[Stored data]

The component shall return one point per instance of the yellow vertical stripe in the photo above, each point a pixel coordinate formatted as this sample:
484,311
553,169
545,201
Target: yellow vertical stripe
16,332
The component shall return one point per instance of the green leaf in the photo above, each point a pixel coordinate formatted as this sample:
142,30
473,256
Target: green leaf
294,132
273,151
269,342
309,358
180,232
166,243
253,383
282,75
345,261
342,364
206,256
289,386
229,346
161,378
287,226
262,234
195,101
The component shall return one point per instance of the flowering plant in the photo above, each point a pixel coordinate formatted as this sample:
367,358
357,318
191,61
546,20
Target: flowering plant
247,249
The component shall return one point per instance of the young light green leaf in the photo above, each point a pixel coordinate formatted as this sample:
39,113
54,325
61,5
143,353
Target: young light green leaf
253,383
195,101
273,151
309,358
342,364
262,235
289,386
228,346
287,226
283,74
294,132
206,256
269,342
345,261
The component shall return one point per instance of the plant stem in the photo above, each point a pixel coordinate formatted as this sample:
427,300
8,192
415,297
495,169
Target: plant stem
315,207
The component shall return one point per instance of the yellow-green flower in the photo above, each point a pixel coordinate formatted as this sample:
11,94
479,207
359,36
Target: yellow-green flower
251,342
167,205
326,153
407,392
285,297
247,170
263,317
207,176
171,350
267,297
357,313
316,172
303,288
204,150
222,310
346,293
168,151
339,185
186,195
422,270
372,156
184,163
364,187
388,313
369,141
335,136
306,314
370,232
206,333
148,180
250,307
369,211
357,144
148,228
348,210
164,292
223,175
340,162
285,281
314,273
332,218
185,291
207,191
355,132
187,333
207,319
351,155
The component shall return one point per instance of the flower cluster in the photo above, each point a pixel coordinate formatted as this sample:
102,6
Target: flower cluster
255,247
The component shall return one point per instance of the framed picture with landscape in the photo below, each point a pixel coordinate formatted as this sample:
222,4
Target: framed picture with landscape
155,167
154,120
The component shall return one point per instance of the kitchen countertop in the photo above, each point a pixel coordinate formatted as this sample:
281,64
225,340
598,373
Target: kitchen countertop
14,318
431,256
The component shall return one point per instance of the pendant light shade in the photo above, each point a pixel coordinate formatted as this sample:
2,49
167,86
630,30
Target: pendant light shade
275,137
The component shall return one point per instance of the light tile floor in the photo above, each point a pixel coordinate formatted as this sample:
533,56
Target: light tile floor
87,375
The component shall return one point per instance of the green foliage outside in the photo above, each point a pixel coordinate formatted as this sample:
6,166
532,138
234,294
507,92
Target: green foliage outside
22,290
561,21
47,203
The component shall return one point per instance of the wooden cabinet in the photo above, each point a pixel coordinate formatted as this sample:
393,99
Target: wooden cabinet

Prompt: Could you copy out every one of the records above, keeping each line unchanged?

Task output:
The component shall return one point per instance of the yellow vertical stripe in the photo above, each point a pixel coordinate formatted as this sample:
484,311
553,169
545,201
Target: yellow vertical stripe
16,332
The component shall return one point per instance of the green leaf in the photo above, each point a pixel coordinate formatted as this sample:
142,30
473,256
Target: green leaf
294,132
273,151
269,342
309,358
180,232
166,243
253,383
282,75
345,261
342,364
206,256
289,386
229,346
161,378
287,226
262,234
195,101
The component shall return one point per instance of the flowering plant in the photo above, each point a pixel coordinate formatted as this sample:
367,358
357,318
191,61
546,20
Target: flowering plant
247,249
The component shall return one point per instance of the young light green leaf in the photo above, each point a pixel coordinate formatted as this sample:
39,113
54,325
61,5
143,353
Target: young light green leaf
253,383
195,101
273,151
309,358
342,364
262,235
289,386
228,346
287,226
283,74
294,132
206,256
269,342
345,261
The component shall return one point per instance of the plant stem in the photo above, each point a pixel coordinate formatted as this sample:
427,300
8,192
415,297
495,169
Target: plant stem
315,207
The component shall return one point per instance of the yellow-green flower in the photo above, each point a pixel coordinate formatted as this sample:
11,94
479,207
359,36
Target: yellow-green flower
251,342
167,205
326,153
407,392
285,297
247,170
263,317
207,176
171,350
267,297
357,313
316,172
303,288
204,150
222,310
346,293
168,151
339,185
186,195
422,270
372,156
184,163
364,187
388,313
369,141
335,136
306,314
370,232
206,333
148,180
250,307
369,211
357,144
148,228
348,210
164,292
223,175
340,162
285,281
314,273
332,218
185,291
207,191
355,132
187,333
207,319
351,155
The component shall return one point per instance of the flower cluster in the photo above, each point a pixel coordinate formatted as this sample:
102,6
Target: flower cluster
255,247
The component shall return one point per instance of the framed picture with landscape in the photo below, each point a pixel coordinate formatted as this sample:
222,4
Target: framed picture with landscape
155,167
154,120
The component shall return one point per instance of the kitchen countertop in the photo above, each point a pixel coordinate formatted as this sample:
281,64
225,340
598,373
Target: kitchen countertop
14,318
431,256
The component shall return one point per instance of the pendant light shade in the photo above, each point a pixel coordinate formatted as this sample:
2,49
167,86
630,30
Target: pendant light shade
275,137
The component shall return one point per instance of the light tile floor in the photo above, each point a pixel coordinate formatted as this sample:
533,56
Target: light tile floor
87,375
The component shall return one point per instance of the green foliage outside in the photo above, each point a pixel coordinate formatted as this sample:
6,166
532,138
234,294
507,92
Target: green foliage outside
22,290
561,21
47,203
The component shall return one point per instance of the wooden cabinet in the photo above, each point a pixel coordinate formatted as this sample:
393,99
Target: wooden cabinet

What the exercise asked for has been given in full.